(Rows of box annotation data)
================

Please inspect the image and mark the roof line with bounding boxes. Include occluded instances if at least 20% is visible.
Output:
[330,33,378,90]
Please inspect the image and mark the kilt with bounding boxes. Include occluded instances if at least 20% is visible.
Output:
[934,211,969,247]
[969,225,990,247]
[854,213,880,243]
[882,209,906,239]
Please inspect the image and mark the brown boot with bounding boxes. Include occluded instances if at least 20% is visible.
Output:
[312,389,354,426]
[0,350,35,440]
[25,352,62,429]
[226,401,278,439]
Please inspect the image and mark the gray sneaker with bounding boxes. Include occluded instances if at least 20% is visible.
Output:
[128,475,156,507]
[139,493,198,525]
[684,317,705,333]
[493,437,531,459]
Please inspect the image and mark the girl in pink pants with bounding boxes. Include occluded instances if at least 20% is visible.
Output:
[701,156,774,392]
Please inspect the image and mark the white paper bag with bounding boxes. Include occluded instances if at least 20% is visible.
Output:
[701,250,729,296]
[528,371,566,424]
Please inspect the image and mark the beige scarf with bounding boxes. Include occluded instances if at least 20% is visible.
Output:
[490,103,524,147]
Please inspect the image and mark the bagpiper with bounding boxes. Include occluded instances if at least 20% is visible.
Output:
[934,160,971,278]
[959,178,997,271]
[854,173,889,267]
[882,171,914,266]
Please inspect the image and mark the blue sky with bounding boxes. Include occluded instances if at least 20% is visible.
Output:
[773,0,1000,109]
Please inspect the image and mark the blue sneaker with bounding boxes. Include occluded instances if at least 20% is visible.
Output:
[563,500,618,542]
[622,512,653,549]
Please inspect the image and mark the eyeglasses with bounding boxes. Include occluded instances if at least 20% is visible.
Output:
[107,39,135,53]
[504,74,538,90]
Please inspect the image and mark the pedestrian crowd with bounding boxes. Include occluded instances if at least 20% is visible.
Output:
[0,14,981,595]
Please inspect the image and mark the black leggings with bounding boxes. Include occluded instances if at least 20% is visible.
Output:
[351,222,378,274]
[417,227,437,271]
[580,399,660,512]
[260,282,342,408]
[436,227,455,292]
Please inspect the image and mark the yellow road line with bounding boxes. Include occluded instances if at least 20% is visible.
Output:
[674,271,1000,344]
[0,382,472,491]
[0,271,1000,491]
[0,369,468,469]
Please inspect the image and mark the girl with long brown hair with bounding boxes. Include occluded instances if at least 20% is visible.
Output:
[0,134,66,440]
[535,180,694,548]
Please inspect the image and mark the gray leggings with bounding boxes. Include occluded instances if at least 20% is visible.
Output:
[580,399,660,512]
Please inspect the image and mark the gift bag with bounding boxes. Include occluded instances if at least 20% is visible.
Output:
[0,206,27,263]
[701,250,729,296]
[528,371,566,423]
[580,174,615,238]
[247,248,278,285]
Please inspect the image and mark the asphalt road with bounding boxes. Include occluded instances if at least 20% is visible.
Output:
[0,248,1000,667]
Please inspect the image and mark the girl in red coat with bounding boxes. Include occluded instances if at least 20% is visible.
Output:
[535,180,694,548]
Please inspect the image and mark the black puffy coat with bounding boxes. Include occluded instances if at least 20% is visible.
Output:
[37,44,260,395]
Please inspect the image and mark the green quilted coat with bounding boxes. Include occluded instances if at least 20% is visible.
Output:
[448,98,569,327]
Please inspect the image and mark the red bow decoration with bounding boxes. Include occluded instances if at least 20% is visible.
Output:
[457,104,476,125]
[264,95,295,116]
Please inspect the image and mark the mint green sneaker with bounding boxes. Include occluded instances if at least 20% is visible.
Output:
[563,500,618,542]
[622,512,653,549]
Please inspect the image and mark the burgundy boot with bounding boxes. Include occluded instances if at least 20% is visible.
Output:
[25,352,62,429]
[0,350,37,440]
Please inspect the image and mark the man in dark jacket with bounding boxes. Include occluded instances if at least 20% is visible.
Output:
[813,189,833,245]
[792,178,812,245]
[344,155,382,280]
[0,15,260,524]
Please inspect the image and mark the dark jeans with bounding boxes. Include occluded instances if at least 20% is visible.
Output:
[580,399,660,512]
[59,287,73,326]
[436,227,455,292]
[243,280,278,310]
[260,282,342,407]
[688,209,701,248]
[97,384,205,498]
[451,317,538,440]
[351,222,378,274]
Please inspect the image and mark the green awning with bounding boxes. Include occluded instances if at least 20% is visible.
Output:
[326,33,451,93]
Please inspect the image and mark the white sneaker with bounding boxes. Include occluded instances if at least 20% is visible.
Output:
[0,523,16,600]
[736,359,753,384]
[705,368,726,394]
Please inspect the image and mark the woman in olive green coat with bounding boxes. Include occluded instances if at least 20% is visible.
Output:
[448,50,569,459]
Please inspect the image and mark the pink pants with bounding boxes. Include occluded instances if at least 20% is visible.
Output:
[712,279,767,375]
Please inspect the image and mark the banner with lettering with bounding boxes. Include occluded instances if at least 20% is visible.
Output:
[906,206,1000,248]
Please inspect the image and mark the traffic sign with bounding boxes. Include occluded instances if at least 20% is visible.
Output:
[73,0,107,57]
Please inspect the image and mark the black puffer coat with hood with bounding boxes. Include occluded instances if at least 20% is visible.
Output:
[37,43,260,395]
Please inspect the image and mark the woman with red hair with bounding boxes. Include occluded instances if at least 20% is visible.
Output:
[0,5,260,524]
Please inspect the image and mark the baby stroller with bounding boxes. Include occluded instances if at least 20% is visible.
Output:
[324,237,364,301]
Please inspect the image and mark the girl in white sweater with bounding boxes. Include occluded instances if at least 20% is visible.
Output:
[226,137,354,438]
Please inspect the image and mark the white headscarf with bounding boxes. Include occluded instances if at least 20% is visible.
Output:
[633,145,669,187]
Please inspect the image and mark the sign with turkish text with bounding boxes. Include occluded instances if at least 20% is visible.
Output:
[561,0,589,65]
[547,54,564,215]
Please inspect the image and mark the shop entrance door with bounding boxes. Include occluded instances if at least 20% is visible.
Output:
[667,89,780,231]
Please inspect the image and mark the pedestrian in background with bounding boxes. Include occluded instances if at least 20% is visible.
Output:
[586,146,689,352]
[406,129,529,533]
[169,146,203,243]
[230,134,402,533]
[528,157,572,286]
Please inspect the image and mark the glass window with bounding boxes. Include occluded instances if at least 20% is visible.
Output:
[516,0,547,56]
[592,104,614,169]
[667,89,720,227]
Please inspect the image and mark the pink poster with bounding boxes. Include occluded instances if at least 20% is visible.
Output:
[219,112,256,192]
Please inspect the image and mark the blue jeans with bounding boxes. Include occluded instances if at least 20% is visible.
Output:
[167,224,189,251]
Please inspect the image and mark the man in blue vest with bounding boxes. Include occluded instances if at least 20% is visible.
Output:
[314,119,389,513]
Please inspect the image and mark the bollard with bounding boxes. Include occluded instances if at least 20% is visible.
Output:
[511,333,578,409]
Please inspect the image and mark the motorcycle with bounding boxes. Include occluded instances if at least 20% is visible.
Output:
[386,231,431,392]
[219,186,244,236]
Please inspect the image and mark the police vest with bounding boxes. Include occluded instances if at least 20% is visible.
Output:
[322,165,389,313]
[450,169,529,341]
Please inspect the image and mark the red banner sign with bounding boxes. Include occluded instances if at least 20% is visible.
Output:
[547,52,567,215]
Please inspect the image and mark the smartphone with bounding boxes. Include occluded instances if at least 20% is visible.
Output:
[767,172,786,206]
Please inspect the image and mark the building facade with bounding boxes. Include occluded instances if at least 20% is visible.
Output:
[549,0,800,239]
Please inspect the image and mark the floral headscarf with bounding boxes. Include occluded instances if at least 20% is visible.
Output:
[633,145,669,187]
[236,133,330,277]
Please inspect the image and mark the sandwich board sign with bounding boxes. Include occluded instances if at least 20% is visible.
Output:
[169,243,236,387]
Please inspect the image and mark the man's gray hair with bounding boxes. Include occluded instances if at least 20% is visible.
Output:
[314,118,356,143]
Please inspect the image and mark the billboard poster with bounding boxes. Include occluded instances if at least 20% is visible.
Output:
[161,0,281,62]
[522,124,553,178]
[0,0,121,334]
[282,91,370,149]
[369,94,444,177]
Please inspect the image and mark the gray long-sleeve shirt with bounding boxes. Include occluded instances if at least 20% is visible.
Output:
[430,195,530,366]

================

▶ Task requirements:
Extract from the listing every line that begins with the one containing "Please inspect the image and mark the man in dark" and ends with the one containing "[705,368,726,394]", both included. Reproduce each line without any change.

▶ Solution to this exercise:
Please inspect the image and mark the man in dark jacket with bounding boxes. Include occluded instances if at least 20% is visible.
Output:
[813,189,833,245]
[792,178,812,245]
[344,155,382,280]
[0,15,260,524]
Please inspect the image and mark the dark jeans with bounding boxes. Include occluded instances if at least 20% is visible.
Output:
[580,399,660,512]
[59,287,73,326]
[436,227,455,292]
[243,280,278,310]
[260,282,342,407]
[688,209,701,248]
[97,384,205,498]
[451,317,538,440]
[351,222,378,274]
Please inspect the image and mark the green awning with bounding boxes. Include occluded instances if at least 20% is visible.
Output:
[326,33,451,93]
Please inspect the image and mark the white sneaker with bounding boxes. Include occluded instances if at least 20% is visible.
Output:
[0,523,16,600]
[736,359,753,384]
[705,368,726,394]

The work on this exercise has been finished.